Task prompt>
Whenever the word "exactly" occurs in a line of the material below, that line is counted. Report only the count.

Records supplied>

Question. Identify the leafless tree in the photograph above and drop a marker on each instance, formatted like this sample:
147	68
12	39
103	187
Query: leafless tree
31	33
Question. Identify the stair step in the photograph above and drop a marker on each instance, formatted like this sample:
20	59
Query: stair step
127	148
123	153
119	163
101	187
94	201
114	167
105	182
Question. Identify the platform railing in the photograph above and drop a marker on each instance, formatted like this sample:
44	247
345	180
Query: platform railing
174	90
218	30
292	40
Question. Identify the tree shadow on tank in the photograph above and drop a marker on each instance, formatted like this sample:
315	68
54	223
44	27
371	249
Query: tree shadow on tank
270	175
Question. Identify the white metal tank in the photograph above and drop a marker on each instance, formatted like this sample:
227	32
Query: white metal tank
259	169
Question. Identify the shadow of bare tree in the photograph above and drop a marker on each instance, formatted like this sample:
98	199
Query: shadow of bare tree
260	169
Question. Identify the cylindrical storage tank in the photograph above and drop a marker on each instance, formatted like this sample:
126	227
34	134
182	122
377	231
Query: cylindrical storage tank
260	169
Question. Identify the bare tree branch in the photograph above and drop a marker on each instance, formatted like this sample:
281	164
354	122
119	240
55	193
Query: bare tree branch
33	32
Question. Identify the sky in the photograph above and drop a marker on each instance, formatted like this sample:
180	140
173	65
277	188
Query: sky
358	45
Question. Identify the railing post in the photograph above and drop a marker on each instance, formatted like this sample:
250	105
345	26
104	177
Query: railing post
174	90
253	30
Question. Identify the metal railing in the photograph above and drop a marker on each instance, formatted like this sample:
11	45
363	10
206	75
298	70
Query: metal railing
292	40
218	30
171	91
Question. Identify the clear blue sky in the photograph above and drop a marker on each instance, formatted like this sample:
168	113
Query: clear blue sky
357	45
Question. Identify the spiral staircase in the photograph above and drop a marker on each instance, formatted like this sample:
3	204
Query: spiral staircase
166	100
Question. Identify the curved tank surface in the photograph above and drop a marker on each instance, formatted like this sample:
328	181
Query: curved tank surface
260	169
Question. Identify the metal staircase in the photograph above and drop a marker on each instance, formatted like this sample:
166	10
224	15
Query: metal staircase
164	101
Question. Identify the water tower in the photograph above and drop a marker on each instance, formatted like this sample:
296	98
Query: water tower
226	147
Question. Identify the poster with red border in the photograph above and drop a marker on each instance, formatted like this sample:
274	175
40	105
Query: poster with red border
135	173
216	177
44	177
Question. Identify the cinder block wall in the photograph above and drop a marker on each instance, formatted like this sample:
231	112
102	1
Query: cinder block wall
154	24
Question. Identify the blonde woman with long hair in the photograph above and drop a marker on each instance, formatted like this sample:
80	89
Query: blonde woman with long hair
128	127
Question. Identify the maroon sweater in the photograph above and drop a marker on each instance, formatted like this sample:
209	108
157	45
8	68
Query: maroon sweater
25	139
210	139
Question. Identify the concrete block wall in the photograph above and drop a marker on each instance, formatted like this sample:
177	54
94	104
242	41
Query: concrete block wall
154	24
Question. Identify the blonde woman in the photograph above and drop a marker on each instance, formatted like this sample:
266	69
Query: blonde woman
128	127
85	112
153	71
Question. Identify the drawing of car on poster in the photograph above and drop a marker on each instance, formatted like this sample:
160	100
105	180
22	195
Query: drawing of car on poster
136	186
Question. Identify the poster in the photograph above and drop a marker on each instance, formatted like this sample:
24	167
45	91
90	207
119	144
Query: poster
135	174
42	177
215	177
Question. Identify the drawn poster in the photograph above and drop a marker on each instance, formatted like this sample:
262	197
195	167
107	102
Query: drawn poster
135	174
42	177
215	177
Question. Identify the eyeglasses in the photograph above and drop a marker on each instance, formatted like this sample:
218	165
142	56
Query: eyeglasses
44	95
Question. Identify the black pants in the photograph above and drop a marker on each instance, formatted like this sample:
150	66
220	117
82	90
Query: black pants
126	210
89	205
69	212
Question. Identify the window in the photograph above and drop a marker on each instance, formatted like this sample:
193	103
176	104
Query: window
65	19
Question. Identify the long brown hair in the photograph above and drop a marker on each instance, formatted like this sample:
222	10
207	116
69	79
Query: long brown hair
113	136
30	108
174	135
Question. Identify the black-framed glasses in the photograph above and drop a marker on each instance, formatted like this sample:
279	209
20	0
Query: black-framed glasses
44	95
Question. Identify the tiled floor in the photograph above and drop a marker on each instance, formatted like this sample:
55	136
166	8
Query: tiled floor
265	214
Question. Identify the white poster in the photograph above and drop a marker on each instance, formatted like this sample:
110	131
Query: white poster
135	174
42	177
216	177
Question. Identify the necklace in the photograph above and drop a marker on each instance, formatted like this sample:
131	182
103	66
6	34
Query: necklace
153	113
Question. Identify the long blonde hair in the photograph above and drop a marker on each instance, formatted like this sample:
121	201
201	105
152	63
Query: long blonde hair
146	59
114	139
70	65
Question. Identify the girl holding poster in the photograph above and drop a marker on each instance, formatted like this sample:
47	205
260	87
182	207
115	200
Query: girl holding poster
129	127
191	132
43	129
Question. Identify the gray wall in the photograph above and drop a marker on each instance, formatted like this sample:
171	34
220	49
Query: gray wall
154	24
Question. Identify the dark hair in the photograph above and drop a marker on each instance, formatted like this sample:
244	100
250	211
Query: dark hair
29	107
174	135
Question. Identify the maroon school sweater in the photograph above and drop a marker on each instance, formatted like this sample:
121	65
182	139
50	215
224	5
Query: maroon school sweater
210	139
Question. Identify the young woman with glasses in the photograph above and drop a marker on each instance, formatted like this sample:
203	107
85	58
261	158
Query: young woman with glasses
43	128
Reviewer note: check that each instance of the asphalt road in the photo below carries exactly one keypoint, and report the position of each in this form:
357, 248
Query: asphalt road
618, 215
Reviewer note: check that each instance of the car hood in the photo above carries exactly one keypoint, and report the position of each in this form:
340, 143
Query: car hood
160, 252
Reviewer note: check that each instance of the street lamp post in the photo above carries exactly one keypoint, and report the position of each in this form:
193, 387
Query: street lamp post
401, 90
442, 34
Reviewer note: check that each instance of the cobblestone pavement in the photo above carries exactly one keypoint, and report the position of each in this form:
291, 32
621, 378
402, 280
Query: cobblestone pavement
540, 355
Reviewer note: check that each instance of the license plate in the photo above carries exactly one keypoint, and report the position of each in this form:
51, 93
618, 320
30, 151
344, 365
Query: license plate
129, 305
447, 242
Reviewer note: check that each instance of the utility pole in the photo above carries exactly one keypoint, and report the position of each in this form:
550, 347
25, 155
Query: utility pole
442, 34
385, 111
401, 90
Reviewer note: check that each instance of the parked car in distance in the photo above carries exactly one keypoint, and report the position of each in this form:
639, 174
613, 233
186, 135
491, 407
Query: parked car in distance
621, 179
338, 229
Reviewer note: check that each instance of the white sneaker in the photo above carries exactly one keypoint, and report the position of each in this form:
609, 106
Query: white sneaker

Written answer>
8